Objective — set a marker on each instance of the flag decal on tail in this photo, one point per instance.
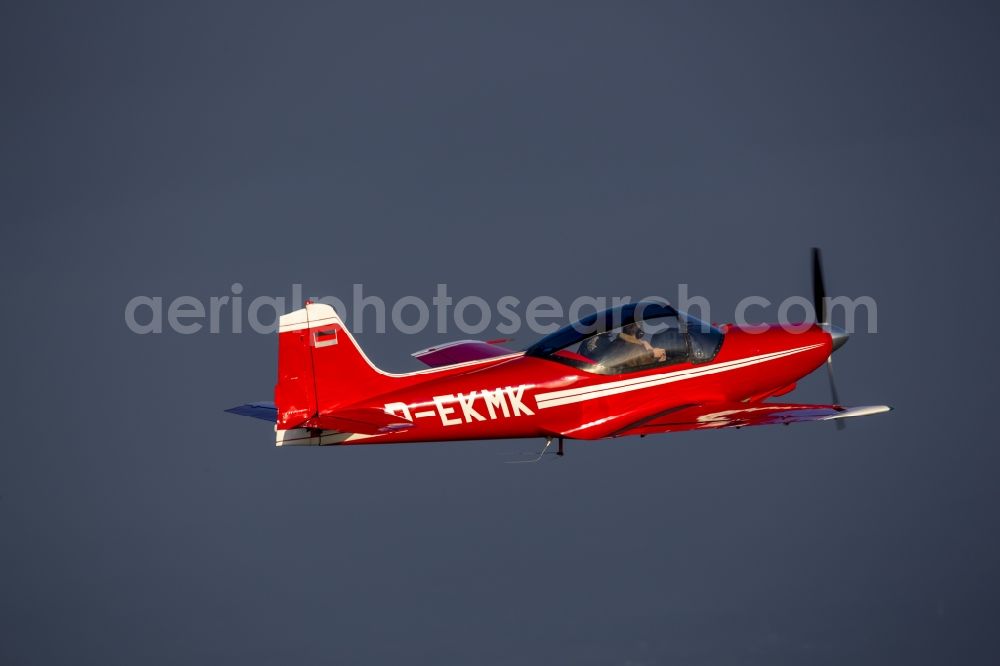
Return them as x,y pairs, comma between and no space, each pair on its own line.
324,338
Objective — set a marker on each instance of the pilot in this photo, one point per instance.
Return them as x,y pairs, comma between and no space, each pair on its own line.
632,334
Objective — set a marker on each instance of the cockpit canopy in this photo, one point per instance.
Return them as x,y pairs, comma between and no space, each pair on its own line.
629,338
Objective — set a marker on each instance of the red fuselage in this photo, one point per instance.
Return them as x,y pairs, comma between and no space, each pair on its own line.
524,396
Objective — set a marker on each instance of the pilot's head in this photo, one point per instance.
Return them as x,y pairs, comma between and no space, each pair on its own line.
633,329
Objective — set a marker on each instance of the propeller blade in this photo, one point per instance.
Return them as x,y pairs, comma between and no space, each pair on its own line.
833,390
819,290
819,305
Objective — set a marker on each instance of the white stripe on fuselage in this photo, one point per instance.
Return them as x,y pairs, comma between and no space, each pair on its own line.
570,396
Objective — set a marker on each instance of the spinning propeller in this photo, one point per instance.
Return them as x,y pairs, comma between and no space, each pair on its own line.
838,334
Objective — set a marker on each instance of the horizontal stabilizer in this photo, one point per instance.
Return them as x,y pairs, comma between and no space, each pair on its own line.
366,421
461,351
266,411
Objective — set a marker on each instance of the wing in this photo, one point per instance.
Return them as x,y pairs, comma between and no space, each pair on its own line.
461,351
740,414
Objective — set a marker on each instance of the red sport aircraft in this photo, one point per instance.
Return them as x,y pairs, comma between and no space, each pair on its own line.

────────

Please reproduce all of the lines above word for word, leaving the pictures out of your answer.

Objective — set a marker on each instance of the flag decal on tail in this photo, one point per instance.
Return them as x,y pairs, comma between and no space, each pair on its own line.
324,338
Objective — set a marker on each instance of the pilot in this photo, one point per instance.
Return them as x,y pairs, comma between and no space, each pair on its own line.
632,334
Objective — set a marker on each instance of the cockpit canopy in this photo, one point per instance.
Return them as x,y pairs, comma between and no space, each pair on its own line.
629,338
Objective — set a marker on each instance of the red fuselage in this photo, one point per instance.
Return them as x,y pairs, comma between and no space, each pair on its own line.
524,396
Objective — set a marker on each instance of the pilot's head in this photo, one point per instance.
Return them as x,y pairs, comma between and no space, each pair on its own line.
633,329
Objective — set a marker on each instance of the propeller blade in this photo, one point per instance.
Return them as x,y pairs, comma between and no space, each pair on its own line.
833,390
819,290
819,305
Objective — set a marker on each instance of the white stripe on fuselage in this photo, one point per instance.
Return them as x,y pairs, comma between and no space, each pair on its own line.
570,396
Objective — set a marker on each instance of the spinning propeller in this photo, one point per instance.
Return them as x,y pairs, comma between and no space, each pair on its own line.
838,334
Objective — set a marker on each instance of the horizontal stabilizer in this photo, one point per instance.
Return them as x,y pairs, comma between and no space, each pair on its own line.
366,421
461,351
266,411
Objective — set a marker on each instance of the wing in this photo, one point per instance.
Return them as x,y pairs, comma between and no space, each pair on its own line.
461,351
740,414
Objective — set a marker on each instance of the red sport aircraft in this photo, one point per instance.
Return them as x,y pairs, comma between and no space, each pair on its own line.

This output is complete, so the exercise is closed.